(The 2017 AFI Docs ran June 14-18 in Washington D.C. Lead critic Chris Reed brings us these reviews fresh from the fest.)
In grainy black-and-white archival footage, military personnel arrange mannequins in a 1950s-era ranch house. Seen from a remove of over 60 years, it’s mildly comical, as was a similar scene at the start of the unfortunate Indiana Jones and the Kingdom of the Crystal Skull. Sadly, the Manhattan Project, in which nuclear weapons were tested in, among other places, the deserts of New Mexico and Nevada both during and after World War II – with these houses and dummies placed in the way of the blast to demonstrate the effect of the explosion – was anything but funny. Its aftereffects are still very much with us, as we learn in Atomic Homefront, the new documentary from Rebecca Cammisa (Which Way Home).
For some inhabitants of certain areas in and around St. Louis, Missouri, where Mallinckrodt, a chemical company, processed and enriched uranium for the U.S. nuclear program, high levels of radiation are simply a way of life. Amazingly – and unforgivably – the waste from the plant was simply dumped nearby, without safety measures, throughout the 1940s and ’50s, contaminating the water, soil, and more. Today, what remains of the identified remnants of that nuclear waste sits in a landfill that abuts a residential neighborhood. More worrying, that landfill has as an active SSE (“Subsurface Smoldering Event”) – otherwise known as a fire – that approaches ever closer to the radioactive garbage. Not surprisingly, documented cases of cancer among the locals, over the past 40 years, far surpass the national average. Worse, and more damning, the cancers match the kinds found among those who work directly with uranium and other such isotopes. Coincidence?

Work to complete.
[a] List every film title named in the review of Atomic Homefront.
[b] Carry on writing the review of Atomic Homefront, starting right after its final sentence, "Coincidence?"
The entries after the review of Atomic Homefront are separate material.

Supplied records.
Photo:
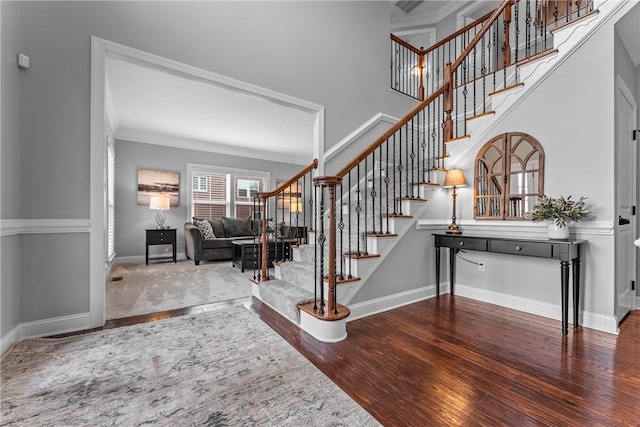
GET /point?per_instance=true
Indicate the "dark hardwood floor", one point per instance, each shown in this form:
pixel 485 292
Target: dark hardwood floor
pixel 456 361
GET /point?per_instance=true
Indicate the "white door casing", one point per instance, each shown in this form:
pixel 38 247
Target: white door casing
pixel 626 171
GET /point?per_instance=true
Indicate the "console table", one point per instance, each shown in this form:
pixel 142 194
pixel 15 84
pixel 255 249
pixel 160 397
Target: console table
pixel 567 251
pixel 244 256
pixel 161 236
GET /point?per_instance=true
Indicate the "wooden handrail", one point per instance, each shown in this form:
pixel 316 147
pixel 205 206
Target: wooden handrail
pixel 485 27
pixel 264 196
pixel 393 129
pixel 295 178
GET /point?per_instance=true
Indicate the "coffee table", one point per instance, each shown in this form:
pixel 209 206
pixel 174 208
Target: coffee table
pixel 244 252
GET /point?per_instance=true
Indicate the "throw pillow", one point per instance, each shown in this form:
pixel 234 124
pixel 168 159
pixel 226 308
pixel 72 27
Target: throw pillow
pixel 237 227
pixel 205 228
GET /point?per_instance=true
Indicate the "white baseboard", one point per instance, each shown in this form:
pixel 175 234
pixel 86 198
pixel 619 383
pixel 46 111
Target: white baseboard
pixel 379 305
pixel 588 320
pixel 9 340
pixel 46 327
pixel 552 311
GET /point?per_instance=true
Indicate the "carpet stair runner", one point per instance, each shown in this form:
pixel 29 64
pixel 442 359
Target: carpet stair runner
pixel 294 283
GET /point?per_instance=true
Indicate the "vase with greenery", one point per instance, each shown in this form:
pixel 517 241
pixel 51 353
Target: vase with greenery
pixel 560 212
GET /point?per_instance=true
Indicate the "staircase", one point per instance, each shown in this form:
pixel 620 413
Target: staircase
pixel 360 214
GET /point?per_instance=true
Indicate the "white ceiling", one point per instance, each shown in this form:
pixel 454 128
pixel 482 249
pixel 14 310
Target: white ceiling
pixel 629 30
pixel 152 104
pixel 159 106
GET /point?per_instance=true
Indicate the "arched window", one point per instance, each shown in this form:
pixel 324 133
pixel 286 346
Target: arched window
pixel 508 176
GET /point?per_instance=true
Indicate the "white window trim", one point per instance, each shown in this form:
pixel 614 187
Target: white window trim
pixel 222 170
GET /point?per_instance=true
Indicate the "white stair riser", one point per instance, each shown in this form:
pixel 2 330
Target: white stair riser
pixel 375 245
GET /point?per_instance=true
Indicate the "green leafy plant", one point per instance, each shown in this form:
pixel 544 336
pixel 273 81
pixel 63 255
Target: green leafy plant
pixel 559 210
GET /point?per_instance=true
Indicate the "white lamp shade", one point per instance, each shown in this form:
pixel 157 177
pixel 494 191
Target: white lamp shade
pixel 159 202
pixel 454 178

Answer list.
[a] Indiana Jones and the Kingdom of the Crystal Skull, Atomic Homefront, Which Way Home

[b]
Well, that is what both those who manage the landfill and our government would have us to believe. Or rather, they would like to sow enough doubt as to the causes so that proving guilt is difficult. In 1990, the EPA (Environmental Protection Agency) at least granted the area Superfund status, an appellation that recognizes the massive contamination and puts the onus of cleanup on the agency. Sadly, since then, what St. Louis residents have mostly seen is foot dragging. No wonder that when we first meet our protagonists, they are angry (some are sick and angry, some even dying). It’s a sorry state of affairs when past sins go unresolved, leaving innocents to pay the continuing cost of the misdeeds.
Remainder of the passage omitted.